** start Extracted information **
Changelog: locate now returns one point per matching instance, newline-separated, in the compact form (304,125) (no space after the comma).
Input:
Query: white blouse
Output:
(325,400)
** end Extracted information **
** start Extracted information **
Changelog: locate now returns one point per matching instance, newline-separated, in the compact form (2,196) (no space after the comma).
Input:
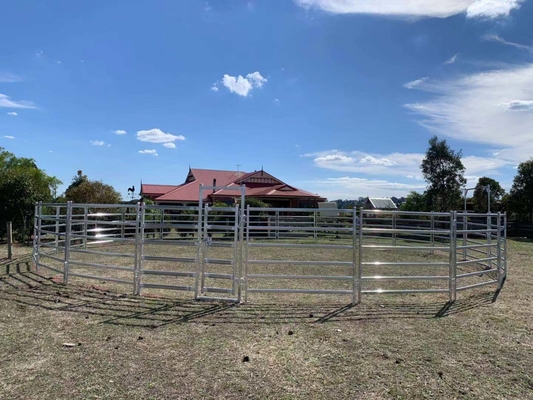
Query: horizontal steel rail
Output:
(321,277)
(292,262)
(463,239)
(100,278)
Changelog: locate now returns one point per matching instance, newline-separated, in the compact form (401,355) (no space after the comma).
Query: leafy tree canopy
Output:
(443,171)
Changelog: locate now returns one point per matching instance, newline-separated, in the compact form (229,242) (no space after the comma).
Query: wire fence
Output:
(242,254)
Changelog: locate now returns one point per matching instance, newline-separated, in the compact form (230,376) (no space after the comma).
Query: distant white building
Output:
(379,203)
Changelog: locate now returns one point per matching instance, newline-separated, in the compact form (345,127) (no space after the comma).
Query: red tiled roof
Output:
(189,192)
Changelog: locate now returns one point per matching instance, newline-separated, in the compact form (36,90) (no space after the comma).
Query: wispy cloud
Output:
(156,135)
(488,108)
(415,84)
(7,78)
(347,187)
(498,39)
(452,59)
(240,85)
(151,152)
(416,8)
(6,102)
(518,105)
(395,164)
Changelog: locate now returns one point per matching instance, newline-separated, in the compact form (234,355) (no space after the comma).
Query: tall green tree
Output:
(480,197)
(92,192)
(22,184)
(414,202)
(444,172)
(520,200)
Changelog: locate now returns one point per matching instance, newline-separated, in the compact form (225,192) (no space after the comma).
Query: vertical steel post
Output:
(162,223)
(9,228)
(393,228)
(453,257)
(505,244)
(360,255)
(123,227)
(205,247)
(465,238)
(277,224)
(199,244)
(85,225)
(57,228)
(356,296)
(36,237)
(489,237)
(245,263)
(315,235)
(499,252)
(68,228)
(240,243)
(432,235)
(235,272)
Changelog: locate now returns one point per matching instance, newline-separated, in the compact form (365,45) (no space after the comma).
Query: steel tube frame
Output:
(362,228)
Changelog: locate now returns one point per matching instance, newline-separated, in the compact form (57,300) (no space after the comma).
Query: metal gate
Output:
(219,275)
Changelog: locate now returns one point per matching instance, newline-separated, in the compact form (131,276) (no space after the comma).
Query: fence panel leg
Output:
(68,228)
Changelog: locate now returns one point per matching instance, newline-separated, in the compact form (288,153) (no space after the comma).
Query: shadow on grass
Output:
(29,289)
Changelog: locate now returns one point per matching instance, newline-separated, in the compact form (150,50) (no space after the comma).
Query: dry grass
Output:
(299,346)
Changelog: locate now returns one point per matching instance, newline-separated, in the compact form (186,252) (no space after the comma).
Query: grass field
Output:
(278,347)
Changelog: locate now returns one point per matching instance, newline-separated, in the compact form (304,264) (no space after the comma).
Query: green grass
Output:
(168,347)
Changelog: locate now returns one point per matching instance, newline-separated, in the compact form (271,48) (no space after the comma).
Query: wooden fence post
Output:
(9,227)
** end Extracted information **
**Request**. Pick out every line in the data above that contains the word "fence", matching case exactly.

**Result for this exercise**.
Query: wire fence
Query: fence panel leg
Query: wooden fence post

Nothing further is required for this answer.